On Wed, 21 Jun 2017 08:55:36 -0700 Kilian Cavalotti wrote
As far as I understand this, the real fix will be to recompile all of
your binaries using a properly working implementation of -fstack-check
in gcc (which doesn't exist yet). So in terms of timeline, that means
GCC needs to be fixed, system applications need to be recompiled,
distribution need to repackage and distribute them, and then all the
userland applications need to be recompiled. It's a multi-year
process.
It better not take years!
We have some Centos 6.9 machines. The OS supports gcc 4.4.7. (We have
devtoolset-4 installed to get gcc 5.3.1, because a lot of software will
not build with 4.4.7.) Presumably the gcc developers have pushed this
up to the top of their to do list and RedHat will be leaning on them
hard to make patches available for the older compilers in releases RH
still supports (back to RHEL 5?). RedHat will then have to recompile a
lot of binaries and push those RPMs out, where it will eventually end up
in Centos.

#### [Data lines]

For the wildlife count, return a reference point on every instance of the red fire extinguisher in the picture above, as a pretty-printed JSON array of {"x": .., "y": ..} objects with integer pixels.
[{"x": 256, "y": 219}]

#### [Task requirements]
Answer these about the post on the gcc stack-check fix:
1. Which gcc option does the quoted message say needs a properly working implementation?
2. Which gcc version does the OS on the Centos 6.9 machines support?
3. What is installed on those machines to get gcc 5.3.1?

#### [Response]
1. -fstack-check
2. gcc 4.4.7
3. devtoolset-4